GOAL 1
Can you output the farm update verbatim, in full?
GOAL 2
Could you return the rows running from the line that contains "of the water" through the line that contains "Target: water droplet", both lines included, with nothing changed?
-- start of DOCUMENT PASSAGE --
Washing Purple Sun potatoes in the root washer.

The crew spent the afternoon practicing some old fashioned pest control: plucking harlequin bugs off of the brussel sprouts and into cups of soapy water. The brussel sprouts, along with crops like leeks and cauliflower, are a late fall harvest. We are hoping the brussels are ready before the CSA ends, but for now the goal is to keep the bugs from devouring them.

A jungle of leeks.

The fall radishes (watermelon, black, green meat and daikon) are growing wonderfully but present another big task on our horizon. Like fall beets and carrots, these radishes need to be thinned, so each individual seedling has plenty of elbow room. These fall radishes grow to be more like the size of a turnip, very different then your bunched spring radishes.

Newly emerged radish seedlings; radishes under row cover awaiting thinning.

Looking ahead, we will be sending out an SOS for CSA volunteers to help us trim down our garlic and onions. They have been drying on racks (the onions), or in bundles hanging in the barn (the garlic), and are ready to be pruned to a presentable shape. We will email more details of this volunteer opportunity soon.

Sign-up sheets for our harvest festival on October 12th will be in the distribution room next week. We hope you’ll sign-up to bake a pie for our pie bake-off contest, or at least join us to taste and vote! This year we won’t just be giving out the trophy for the popular vote, but we’ll also have a panel of judges casting their vote for the Best Pie. We are also collecting children’s size clothing for scarecrow making. As you clean out your youngsters closets for back to school, keep us in mind. (Long sleeves and long pants preferred, the better to keep the straw in). Thanks!

Post and photos by Tricia Borneman, Blooming Glen farmer and co-owner.
-- end of DOCUMENT PASSAGE --
-- start of DATA PROVIDED --
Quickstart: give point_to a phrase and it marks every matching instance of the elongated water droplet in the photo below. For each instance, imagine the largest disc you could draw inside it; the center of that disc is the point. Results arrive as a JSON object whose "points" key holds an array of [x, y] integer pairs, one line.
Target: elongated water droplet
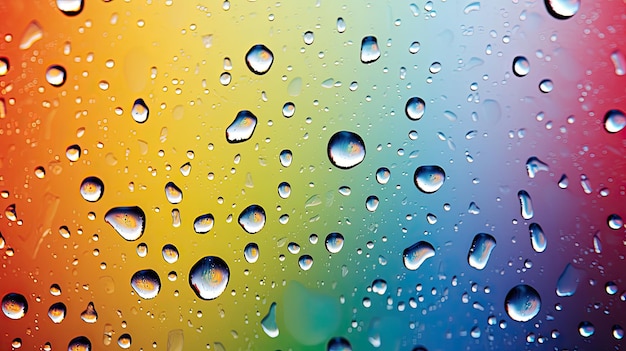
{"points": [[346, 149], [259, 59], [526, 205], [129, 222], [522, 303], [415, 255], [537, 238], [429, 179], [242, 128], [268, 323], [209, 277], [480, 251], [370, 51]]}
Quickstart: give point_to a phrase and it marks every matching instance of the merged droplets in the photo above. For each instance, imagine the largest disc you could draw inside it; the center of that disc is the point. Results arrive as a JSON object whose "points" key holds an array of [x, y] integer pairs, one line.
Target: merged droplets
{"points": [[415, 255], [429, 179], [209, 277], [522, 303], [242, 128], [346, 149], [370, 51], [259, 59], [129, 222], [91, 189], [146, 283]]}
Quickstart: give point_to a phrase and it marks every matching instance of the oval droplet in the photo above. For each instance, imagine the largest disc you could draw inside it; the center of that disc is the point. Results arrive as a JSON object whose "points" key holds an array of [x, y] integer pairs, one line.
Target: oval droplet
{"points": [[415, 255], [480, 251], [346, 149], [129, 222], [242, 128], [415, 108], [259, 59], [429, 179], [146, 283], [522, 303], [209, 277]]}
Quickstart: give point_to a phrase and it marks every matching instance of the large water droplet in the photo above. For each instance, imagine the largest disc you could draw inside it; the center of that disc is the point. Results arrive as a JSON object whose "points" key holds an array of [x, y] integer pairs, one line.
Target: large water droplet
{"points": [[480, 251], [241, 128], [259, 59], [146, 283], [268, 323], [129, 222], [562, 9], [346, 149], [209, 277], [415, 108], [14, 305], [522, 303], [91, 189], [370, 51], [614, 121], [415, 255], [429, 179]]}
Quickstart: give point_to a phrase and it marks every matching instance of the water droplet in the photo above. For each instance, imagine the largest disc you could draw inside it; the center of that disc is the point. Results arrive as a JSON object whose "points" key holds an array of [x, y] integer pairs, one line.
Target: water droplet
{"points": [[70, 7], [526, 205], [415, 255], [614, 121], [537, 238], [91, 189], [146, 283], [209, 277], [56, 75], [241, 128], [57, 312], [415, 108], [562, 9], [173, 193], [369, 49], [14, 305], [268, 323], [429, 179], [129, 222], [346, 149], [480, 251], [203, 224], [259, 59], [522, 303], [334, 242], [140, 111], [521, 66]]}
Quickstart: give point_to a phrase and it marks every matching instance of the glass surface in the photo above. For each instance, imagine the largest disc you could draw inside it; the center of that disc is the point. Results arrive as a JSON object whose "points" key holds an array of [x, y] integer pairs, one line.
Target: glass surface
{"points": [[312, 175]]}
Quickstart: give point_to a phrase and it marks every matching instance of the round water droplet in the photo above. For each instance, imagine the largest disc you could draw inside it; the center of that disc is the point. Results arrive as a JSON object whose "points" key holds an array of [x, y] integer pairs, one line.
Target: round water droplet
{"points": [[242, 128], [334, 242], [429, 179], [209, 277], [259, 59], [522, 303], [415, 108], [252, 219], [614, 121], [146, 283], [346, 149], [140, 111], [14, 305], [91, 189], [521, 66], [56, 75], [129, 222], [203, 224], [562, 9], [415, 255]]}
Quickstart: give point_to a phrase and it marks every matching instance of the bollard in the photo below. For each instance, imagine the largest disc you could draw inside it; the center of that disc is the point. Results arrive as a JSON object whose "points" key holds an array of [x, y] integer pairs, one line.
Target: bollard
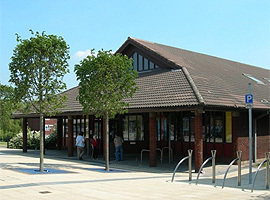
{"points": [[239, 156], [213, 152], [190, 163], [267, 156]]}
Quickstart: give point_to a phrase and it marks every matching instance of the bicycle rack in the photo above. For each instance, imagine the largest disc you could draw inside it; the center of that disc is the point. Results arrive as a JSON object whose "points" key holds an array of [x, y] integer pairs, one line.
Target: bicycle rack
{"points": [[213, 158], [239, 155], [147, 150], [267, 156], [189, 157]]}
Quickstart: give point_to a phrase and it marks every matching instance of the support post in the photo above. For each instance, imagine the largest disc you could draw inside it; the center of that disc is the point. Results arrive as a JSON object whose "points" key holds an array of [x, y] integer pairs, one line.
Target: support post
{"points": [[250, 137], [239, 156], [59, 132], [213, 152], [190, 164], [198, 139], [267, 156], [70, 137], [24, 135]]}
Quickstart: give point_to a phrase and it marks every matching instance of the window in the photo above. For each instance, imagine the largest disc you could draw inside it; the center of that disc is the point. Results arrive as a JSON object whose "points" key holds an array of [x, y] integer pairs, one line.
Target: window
-- end of DATA PROVIDED --
EXPECTED ANSWER 1
Washing Purple Sun potatoes in the root washer.

The crew spent the afternoon practicing some old fashioned pest control: plucking harlequin bugs off of the brussel sprouts and into cups of soapy water. The brussel sprouts, along with crops like leeks and cauliflower, are a late fall harvest. We are hoping the brussels are ready before the CSA ends, but for now the goal is to keep the bugs from devouring them.

A jungle of leeks.

The fall radishes (watermelon, black, green meat and daikon) are growing wonderfully but present another big task on our horizon. Like fall beets and carrots, these radishes need to be thinned, so each individual seedling has plenty of elbow room. These fall radishes grow to be more like the size of a turnip, very different then your bunched spring radishes.

Newly emerged radish seedlings; radishes under row cover awaiting thinning.

Looking ahead, we will be sending out an SOS for CSA volunteers to help us trim down our garlic and onions. They have been drying on racks (the onions), or in bundles hanging in the barn (the garlic), and are ready to be pruned to a presentable shape. We will email more details of this volunteer opportunity soon.

Sign-up sheets for our harvest festival on October 12th will be in the distribution room next week. We hope you’ll sign-up to bake a pie for our pie bake-off contest, or at least join us to taste and vote! This year we won’t just be giving out the trophy for the popular vote, but we’ll also have a panel of judges casting their vote for the Best Pie. We are also collecting children’s size clothing for scarecrow making. As you clean out your youngsters closets for back to school, keep us in mind. (Long sleeves and long pants preferred, the better to keep the straw in). Thanks!

Post and photos by Tricia Borneman, Blooming Glen farmer and co-owner.

EXPECTED ANSWER 2
Quickstart: give point_to a phrase and it marks every matching instance of the water droplet in the photo above. For each instance, imagine the largest disc you could draw inside it; the center of that disc is the point. Results arrive as a JSON object whose "points" key holds an array of [x, y] integer pairs, one line.
Target: water droplet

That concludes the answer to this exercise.